■ EXERCISE REQUIREMENTS ■
Ignore the pictures in the data below and set down exactly the lines from its first line through the line containing "x=16, y=243".

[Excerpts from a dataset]
☆ ☆ ☆ ☆

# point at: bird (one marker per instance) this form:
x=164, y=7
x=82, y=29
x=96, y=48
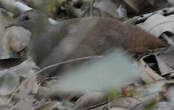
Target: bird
x=80, y=37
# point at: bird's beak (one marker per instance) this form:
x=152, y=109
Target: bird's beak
x=15, y=23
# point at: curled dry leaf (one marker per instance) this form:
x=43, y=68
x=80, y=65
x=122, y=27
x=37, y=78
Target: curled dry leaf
x=14, y=41
x=158, y=24
x=9, y=82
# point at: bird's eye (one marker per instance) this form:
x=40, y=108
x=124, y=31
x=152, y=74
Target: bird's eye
x=26, y=18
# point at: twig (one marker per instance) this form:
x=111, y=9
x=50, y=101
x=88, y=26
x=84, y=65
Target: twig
x=68, y=61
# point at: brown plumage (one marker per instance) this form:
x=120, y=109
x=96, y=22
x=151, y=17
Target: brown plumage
x=81, y=37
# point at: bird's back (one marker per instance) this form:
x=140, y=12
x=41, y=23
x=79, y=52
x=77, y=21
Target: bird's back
x=91, y=36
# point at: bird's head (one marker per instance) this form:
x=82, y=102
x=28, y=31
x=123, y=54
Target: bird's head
x=30, y=20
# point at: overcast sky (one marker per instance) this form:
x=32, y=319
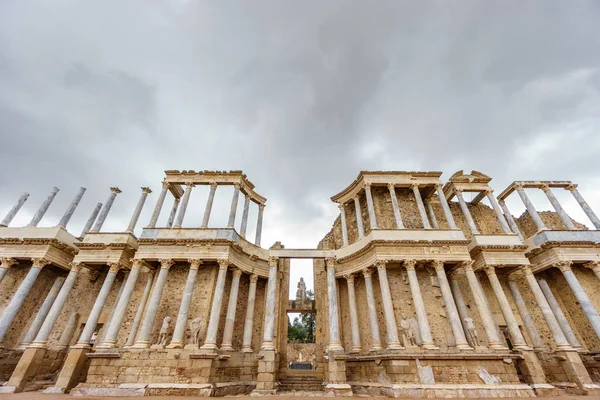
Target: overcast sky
x=301, y=96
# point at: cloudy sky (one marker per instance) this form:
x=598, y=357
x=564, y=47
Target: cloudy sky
x=301, y=96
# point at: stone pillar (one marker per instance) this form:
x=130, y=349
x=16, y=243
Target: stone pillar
x=421, y=206
x=415, y=291
x=536, y=340
x=110, y=338
x=393, y=343
x=69, y=213
x=209, y=201
x=530, y=208
x=184, y=308
x=184, y=202
x=376, y=339
x=249, y=322
x=233, y=210
x=210, y=342
x=356, y=347
x=227, y=344
x=513, y=326
x=20, y=295
x=107, y=206
x=14, y=210
x=397, y=215
x=482, y=306
x=453, y=315
x=584, y=205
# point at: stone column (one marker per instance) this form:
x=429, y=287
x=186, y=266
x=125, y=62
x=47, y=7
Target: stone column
x=453, y=315
x=376, y=339
x=584, y=205
x=356, y=347
x=14, y=210
x=359, y=224
x=466, y=212
x=110, y=338
x=158, y=206
x=482, y=306
x=270, y=306
x=249, y=322
x=138, y=210
x=41, y=314
x=397, y=215
x=536, y=340
x=69, y=213
x=530, y=208
x=445, y=207
x=490, y=195
x=107, y=206
x=210, y=342
x=209, y=201
x=513, y=326
x=244, y=225
x=415, y=291
x=184, y=202
x=233, y=210
x=42, y=337
x=227, y=344
x=388, y=307
x=20, y=295
x=184, y=308
x=90, y=221
x=335, y=344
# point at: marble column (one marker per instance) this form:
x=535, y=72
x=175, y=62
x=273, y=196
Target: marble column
x=375, y=338
x=356, y=347
x=559, y=210
x=184, y=202
x=509, y=317
x=41, y=314
x=158, y=206
x=208, y=208
x=138, y=210
x=14, y=210
x=227, y=344
x=453, y=315
x=536, y=340
x=393, y=343
x=92, y=320
x=530, y=208
x=233, y=209
x=107, y=206
x=249, y=321
x=395, y=207
x=20, y=295
x=359, y=224
x=482, y=306
x=110, y=338
x=270, y=306
x=420, y=311
x=584, y=205
x=184, y=308
x=41, y=339
x=69, y=213
x=210, y=342
x=335, y=344
x=43, y=208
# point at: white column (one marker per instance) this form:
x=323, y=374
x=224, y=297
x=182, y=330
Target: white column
x=210, y=342
x=184, y=308
x=419, y=305
x=249, y=322
x=376, y=339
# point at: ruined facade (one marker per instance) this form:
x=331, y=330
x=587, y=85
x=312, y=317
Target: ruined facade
x=417, y=293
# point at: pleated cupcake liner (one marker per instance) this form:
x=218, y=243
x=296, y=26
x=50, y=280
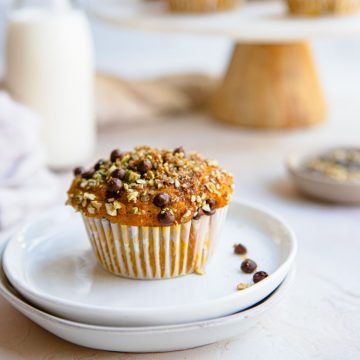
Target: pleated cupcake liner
x=320, y=7
x=141, y=252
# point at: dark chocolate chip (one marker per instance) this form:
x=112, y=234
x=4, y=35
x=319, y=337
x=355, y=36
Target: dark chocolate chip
x=144, y=166
x=115, y=154
x=98, y=164
x=240, y=249
x=118, y=174
x=115, y=185
x=211, y=202
x=166, y=218
x=248, y=266
x=79, y=170
x=199, y=213
x=260, y=275
x=161, y=199
x=88, y=174
x=179, y=150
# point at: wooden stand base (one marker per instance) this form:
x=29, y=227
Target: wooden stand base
x=270, y=86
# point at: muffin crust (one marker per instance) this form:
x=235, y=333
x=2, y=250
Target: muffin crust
x=151, y=187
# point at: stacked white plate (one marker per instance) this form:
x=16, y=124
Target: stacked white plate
x=50, y=274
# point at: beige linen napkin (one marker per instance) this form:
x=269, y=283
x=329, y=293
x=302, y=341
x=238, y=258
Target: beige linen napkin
x=123, y=101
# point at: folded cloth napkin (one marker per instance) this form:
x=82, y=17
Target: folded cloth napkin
x=26, y=186
x=120, y=101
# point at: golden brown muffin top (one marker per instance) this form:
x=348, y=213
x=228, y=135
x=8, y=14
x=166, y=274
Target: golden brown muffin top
x=151, y=187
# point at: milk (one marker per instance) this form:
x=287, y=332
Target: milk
x=49, y=66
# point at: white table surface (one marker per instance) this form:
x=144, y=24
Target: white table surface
x=320, y=318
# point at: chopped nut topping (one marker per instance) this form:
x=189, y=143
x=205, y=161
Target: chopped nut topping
x=132, y=196
x=127, y=182
x=110, y=210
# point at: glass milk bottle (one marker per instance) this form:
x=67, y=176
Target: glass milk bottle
x=49, y=66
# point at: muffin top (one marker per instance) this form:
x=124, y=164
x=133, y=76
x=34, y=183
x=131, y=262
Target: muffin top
x=151, y=187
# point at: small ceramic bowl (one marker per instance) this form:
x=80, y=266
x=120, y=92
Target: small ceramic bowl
x=321, y=187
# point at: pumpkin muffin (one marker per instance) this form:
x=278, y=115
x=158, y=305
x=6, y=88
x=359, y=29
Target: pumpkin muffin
x=200, y=6
x=152, y=214
x=323, y=7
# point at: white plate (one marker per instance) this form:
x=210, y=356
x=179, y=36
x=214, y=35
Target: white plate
x=145, y=339
x=321, y=187
x=256, y=21
x=50, y=262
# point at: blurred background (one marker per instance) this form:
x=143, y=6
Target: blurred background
x=141, y=101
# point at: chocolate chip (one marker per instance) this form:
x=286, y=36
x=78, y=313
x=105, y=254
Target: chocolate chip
x=88, y=174
x=166, y=218
x=115, y=185
x=144, y=166
x=179, y=150
x=240, y=249
x=115, y=154
x=199, y=213
x=248, y=266
x=118, y=174
x=260, y=275
x=161, y=199
x=98, y=164
x=110, y=194
x=211, y=202
x=79, y=170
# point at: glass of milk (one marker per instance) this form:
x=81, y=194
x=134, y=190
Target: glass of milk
x=49, y=66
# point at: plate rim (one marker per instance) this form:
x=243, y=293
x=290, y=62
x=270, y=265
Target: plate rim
x=15, y=297
x=165, y=310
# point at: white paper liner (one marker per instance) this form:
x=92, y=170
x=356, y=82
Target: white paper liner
x=141, y=252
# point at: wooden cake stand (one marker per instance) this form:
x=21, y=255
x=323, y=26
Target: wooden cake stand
x=271, y=81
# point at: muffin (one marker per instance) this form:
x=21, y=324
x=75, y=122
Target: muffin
x=152, y=214
x=199, y=6
x=322, y=7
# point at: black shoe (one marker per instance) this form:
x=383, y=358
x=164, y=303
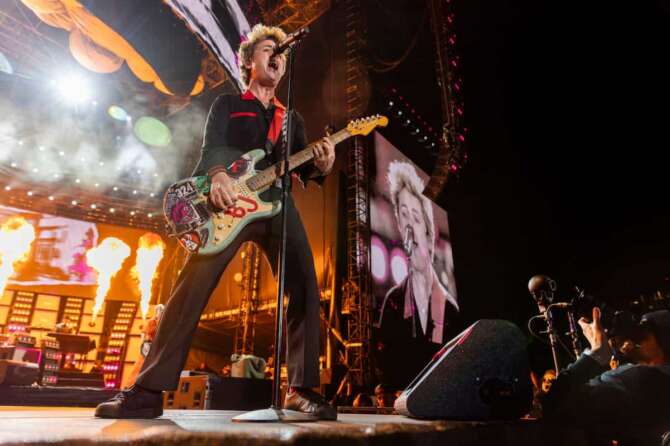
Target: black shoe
x=132, y=403
x=310, y=402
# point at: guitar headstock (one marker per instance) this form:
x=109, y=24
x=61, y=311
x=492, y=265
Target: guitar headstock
x=364, y=126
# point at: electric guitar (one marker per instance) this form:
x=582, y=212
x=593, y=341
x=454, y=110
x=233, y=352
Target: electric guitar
x=204, y=230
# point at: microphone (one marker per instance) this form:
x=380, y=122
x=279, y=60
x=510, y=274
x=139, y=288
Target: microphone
x=542, y=289
x=408, y=240
x=290, y=40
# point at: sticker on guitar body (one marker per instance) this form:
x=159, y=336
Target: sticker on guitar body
x=239, y=211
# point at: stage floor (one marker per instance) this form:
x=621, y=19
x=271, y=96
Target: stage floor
x=78, y=426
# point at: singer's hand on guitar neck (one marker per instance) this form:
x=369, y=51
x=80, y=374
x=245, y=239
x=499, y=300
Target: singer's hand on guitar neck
x=222, y=193
x=324, y=155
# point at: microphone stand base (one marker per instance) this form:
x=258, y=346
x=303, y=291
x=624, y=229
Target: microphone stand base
x=272, y=415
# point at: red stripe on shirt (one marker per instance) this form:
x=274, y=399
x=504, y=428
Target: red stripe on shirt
x=240, y=114
x=275, y=126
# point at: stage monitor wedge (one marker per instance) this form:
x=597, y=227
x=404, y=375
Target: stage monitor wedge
x=481, y=374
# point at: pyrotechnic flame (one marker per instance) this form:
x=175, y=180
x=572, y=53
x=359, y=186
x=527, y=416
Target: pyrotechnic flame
x=106, y=259
x=149, y=254
x=16, y=237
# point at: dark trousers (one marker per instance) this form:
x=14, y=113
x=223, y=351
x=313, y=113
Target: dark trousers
x=200, y=277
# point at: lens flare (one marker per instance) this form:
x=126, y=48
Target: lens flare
x=16, y=238
x=149, y=254
x=106, y=259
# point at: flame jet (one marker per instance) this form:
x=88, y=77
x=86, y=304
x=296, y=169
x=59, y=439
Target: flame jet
x=16, y=238
x=107, y=259
x=149, y=254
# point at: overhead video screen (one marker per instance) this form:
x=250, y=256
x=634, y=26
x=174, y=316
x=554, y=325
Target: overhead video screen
x=415, y=294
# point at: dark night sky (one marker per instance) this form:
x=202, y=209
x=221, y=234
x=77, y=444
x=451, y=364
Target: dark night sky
x=565, y=103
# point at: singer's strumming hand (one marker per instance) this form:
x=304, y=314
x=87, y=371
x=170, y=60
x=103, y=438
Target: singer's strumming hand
x=594, y=333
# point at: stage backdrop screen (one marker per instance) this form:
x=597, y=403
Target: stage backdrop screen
x=415, y=300
x=57, y=255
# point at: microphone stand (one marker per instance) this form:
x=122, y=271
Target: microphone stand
x=275, y=413
x=553, y=338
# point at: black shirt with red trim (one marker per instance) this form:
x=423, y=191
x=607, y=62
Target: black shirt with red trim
x=237, y=124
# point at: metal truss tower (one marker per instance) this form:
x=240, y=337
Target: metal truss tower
x=356, y=293
x=451, y=156
x=291, y=15
x=246, y=317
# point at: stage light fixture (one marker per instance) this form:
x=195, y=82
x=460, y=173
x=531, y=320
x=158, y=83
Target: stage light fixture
x=73, y=88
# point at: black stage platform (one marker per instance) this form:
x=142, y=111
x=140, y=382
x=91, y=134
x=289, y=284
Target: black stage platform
x=77, y=426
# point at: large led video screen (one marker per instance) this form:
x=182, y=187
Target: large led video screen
x=57, y=254
x=414, y=290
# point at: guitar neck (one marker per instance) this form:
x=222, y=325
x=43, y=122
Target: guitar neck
x=268, y=176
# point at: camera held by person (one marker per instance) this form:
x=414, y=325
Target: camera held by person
x=628, y=404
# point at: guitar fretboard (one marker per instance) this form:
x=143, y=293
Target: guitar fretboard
x=268, y=176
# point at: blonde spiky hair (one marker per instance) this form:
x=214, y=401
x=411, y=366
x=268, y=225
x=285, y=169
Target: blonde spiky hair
x=402, y=175
x=257, y=34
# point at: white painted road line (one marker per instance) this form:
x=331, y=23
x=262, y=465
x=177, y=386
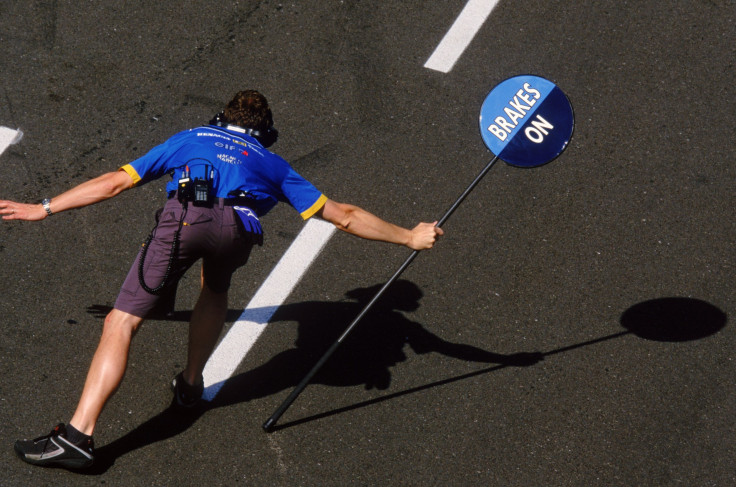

☆ ☆ ☆ ☆

■ RESULT ■
# point at: bird (one marker per instance) this form:
x=164, y=7
x=82, y=29
x=96, y=48
Target: bird
x=80, y=37
# point at: bird's beak (one marker per instance) this form:
x=152, y=109
Target: bird's beak
x=15, y=23
# point at: curled dry leaf (one marker per instance) this form:
x=43, y=68
x=80, y=65
x=122, y=27
x=37, y=78
Target: curled dry leaf
x=14, y=41
x=158, y=24
x=9, y=82
# point at: bird's eye (one marker per instance) this form:
x=40, y=108
x=124, y=31
x=152, y=74
Target: bird's eye
x=26, y=18
# point at: twig (one marker per instance) this form:
x=111, y=9
x=50, y=101
x=88, y=26
x=84, y=65
Target: twig
x=68, y=61
# point at: brown plumage (one marker per instance) this form:
x=120, y=109
x=96, y=22
x=151, y=17
Target: brown plumage
x=81, y=37
# point at: bird's back (one marker per instance) this form:
x=140, y=12
x=41, y=23
x=79, y=52
x=77, y=21
Target: bird's back
x=91, y=36
# point at: bird's head (one marker per instance) this form:
x=82, y=102
x=28, y=31
x=123, y=54
Target: bird's head
x=30, y=20
# point at: overcast sky (one marker per instance) this form:
x=32, y=319
Target: overcast sky
x=301, y=96
# point at: cloudy sky (one marker per instance) this form:
x=598, y=357
x=564, y=47
Target: cloudy sky
x=301, y=96
# point at: stone pillar (one marker per instance) this form:
x=130, y=349
x=16, y=243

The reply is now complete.